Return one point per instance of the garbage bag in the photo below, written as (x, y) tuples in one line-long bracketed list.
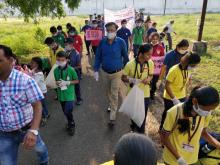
[(133, 105), (50, 80)]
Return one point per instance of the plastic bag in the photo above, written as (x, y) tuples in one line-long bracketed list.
[(123, 91), (133, 105), (50, 80)]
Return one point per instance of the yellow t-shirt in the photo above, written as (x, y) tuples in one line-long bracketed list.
[(178, 139), (53, 55), (108, 163), (130, 69), (178, 80)]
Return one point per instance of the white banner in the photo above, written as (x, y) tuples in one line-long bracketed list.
[(118, 16)]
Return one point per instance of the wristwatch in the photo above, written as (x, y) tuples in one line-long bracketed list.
[(35, 132)]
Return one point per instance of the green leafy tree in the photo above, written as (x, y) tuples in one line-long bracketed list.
[(35, 8)]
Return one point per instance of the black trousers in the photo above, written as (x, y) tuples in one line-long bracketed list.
[(134, 126), (153, 86), (167, 105)]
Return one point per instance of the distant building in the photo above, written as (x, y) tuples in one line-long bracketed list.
[(148, 6)]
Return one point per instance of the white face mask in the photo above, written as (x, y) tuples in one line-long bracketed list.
[(61, 64), (190, 68), (111, 35), (201, 112)]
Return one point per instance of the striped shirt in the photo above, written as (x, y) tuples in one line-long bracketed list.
[(17, 94)]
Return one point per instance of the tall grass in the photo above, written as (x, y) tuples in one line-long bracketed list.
[(26, 40)]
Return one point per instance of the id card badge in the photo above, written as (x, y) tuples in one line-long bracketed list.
[(63, 88), (188, 147)]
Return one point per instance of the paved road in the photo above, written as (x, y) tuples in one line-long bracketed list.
[(93, 142)]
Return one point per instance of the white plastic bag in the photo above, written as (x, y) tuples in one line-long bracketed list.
[(123, 91), (133, 105), (50, 80)]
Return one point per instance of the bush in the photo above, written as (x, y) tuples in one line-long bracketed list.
[(40, 35)]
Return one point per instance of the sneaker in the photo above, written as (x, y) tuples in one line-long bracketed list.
[(111, 123), (79, 102), (48, 116), (46, 163), (71, 130), (43, 122), (109, 109)]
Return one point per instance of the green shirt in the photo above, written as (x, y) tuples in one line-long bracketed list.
[(138, 35), (68, 74), (59, 39)]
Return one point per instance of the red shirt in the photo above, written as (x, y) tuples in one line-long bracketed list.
[(158, 50), (95, 42), (78, 43)]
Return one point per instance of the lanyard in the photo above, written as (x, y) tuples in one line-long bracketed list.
[(197, 127)]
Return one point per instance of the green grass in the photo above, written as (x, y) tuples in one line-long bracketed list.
[(22, 38)]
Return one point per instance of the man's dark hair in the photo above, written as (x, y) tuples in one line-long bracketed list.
[(194, 58), (7, 51), (49, 41), (111, 24), (62, 54), (183, 43), (205, 96), (123, 21), (53, 29), (135, 149), (59, 27), (145, 48), (39, 62)]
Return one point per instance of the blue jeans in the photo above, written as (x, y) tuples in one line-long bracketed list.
[(67, 107), (9, 144), (44, 108), (134, 126)]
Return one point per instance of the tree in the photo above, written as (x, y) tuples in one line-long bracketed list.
[(34, 8)]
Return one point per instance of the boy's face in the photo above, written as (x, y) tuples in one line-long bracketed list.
[(33, 64)]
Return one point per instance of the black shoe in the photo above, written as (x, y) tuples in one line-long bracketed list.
[(79, 102), (71, 130), (111, 123), (43, 122), (48, 116)]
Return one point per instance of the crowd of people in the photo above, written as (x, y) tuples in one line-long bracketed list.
[(185, 119)]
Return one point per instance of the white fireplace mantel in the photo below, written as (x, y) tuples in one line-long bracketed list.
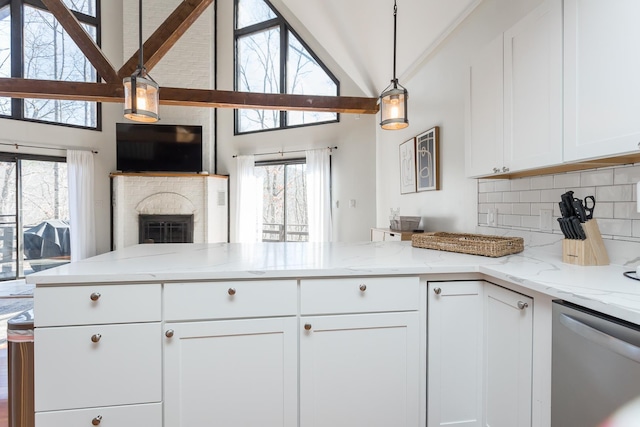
[(203, 196)]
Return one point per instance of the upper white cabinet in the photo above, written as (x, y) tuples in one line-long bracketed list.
[(484, 112), (601, 86), (533, 89), (514, 101)]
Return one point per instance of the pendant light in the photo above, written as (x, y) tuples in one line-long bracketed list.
[(393, 100), (141, 92)]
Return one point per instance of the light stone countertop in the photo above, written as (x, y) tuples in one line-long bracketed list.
[(604, 289)]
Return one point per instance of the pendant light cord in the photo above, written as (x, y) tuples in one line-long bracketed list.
[(141, 51), (395, 20)]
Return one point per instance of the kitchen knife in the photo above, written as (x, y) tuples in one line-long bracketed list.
[(563, 228), (567, 200), (578, 206), (577, 228)]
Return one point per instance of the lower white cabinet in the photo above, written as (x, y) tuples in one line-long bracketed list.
[(454, 363), (360, 370), (508, 353), (480, 349), (113, 416), (231, 373)]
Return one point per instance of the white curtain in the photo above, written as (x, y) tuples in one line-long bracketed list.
[(248, 201), (82, 218), (319, 194)]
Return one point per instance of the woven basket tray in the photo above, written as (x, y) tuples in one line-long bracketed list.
[(474, 244)]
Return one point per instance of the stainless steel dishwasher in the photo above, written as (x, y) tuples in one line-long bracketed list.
[(595, 368)]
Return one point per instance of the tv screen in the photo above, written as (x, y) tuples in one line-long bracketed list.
[(158, 148)]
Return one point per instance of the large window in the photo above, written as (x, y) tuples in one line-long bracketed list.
[(34, 45), (271, 58), (284, 201), (34, 215)]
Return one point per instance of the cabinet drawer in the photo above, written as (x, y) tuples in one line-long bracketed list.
[(115, 416), (359, 295), (122, 367), (97, 304), (226, 300)]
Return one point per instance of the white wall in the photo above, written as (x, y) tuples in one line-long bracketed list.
[(52, 136), (436, 98)]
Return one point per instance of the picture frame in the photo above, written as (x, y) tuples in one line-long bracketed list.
[(427, 160), (408, 166)]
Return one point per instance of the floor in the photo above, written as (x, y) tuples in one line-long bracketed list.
[(15, 297)]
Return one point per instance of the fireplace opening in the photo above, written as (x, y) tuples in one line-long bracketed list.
[(165, 228)]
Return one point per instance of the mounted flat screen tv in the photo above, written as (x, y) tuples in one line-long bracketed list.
[(158, 148)]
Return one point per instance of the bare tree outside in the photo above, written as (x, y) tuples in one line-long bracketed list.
[(50, 54), (284, 204), (258, 69)]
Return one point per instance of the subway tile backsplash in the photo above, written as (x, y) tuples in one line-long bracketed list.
[(517, 203)]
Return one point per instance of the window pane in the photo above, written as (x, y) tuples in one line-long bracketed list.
[(45, 215), (306, 77), (251, 12), (5, 55), (8, 243), (296, 201), (88, 7), (273, 228), (50, 54), (258, 70)]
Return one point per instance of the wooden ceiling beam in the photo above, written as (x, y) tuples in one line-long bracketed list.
[(114, 92), (166, 35), (83, 40)]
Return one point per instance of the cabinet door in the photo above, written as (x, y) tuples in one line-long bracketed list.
[(455, 354), (360, 370), (601, 91), (508, 357), (484, 112), (231, 373), (533, 89)]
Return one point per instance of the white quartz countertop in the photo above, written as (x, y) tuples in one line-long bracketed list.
[(604, 289)]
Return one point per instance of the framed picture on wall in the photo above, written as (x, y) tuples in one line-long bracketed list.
[(427, 165), (408, 167)]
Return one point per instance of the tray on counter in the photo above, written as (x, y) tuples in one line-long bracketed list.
[(473, 244)]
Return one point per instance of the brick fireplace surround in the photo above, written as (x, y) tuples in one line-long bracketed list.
[(203, 196)]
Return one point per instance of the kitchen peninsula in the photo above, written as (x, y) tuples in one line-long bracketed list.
[(305, 334)]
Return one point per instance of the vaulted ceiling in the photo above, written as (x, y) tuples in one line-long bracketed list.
[(358, 34)]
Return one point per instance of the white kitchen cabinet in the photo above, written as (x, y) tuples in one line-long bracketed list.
[(480, 355), (533, 89), (360, 370), (514, 98), (454, 362), (601, 91), (484, 112), (97, 355), (508, 352), (231, 373)]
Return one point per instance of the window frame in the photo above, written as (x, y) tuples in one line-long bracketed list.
[(285, 30), (16, 11), (17, 158), (284, 163)]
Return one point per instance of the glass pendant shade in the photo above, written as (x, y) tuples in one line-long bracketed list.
[(393, 108), (141, 99)]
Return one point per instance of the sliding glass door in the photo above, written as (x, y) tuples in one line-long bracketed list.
[(35, 201)]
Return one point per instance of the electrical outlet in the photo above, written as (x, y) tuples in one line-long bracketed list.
[(546, 220), (492, 217)]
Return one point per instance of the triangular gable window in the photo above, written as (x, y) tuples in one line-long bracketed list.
[(271, 58)]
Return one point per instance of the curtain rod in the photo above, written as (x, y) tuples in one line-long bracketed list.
[(285, 152), (18, 145)]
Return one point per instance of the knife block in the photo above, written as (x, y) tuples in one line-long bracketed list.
[(586, 252)]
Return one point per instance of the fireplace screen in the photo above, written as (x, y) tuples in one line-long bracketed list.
[(165, 228)]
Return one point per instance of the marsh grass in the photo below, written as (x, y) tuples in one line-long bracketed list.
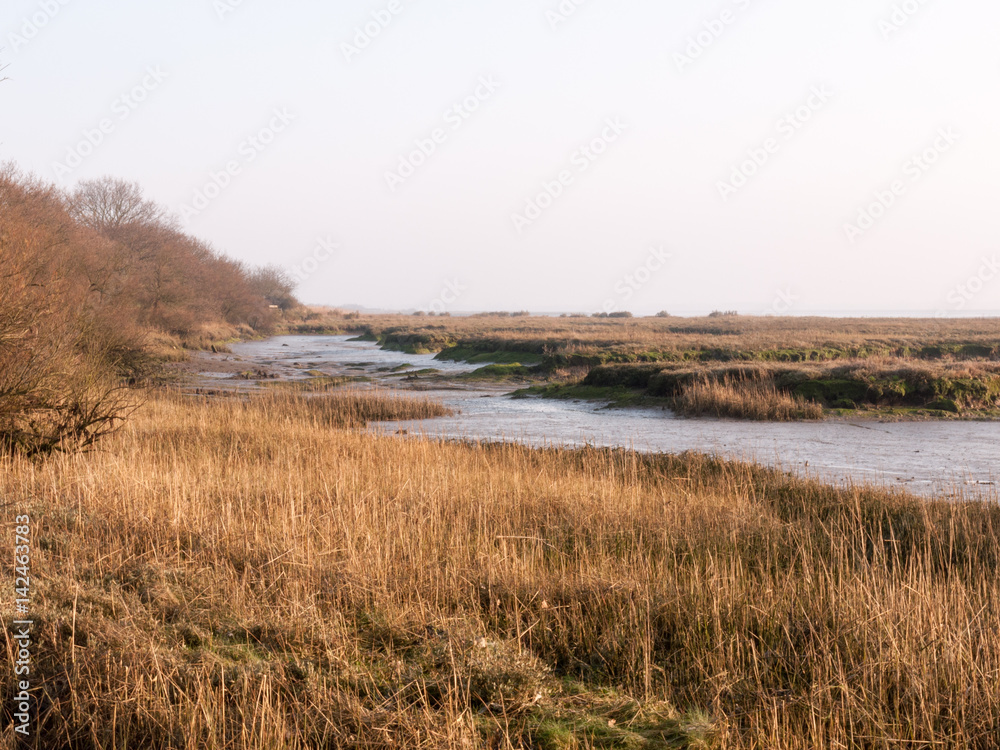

• • • • • • •

| Task |
Set out the data from the line with "Return one point per instance of the upper" to the line with "[(563, 228), (567, 200), (578, 206), (577, 228)]", both included, as a numbered list with blank lines left out.

| Exercise answer |
1. Return one point per instance of the upper white cabinet in the photo above, written as (x, y) tuples in one line-long bracketed list.
2. [(484, 112), (601, 86), (533, 89), (514, 101)]
3. Return one point per instance of the pendant light in the photo above, written as (x, y) tuples in one line-long bracketed list.
4. [(393, 100), (141, 92)]
5. Return one point per instance of the light stone countertop in the photo above, written as (x, y) tuples in one line-long bracketed list.
6. [(604, 289)]
7. Return one point per instance of the pendant light cord in the photo above, written as (x, y) tuples in one line-long bracketed list.
8. [(141, 51), (395, 20)]
9. Return one point per instance of the kitchen knife in the photo above, written as (x, y) tuples in one line-long bracketed list.
10. [(563, 228), (567, 200), (578, 206), (577, 228)]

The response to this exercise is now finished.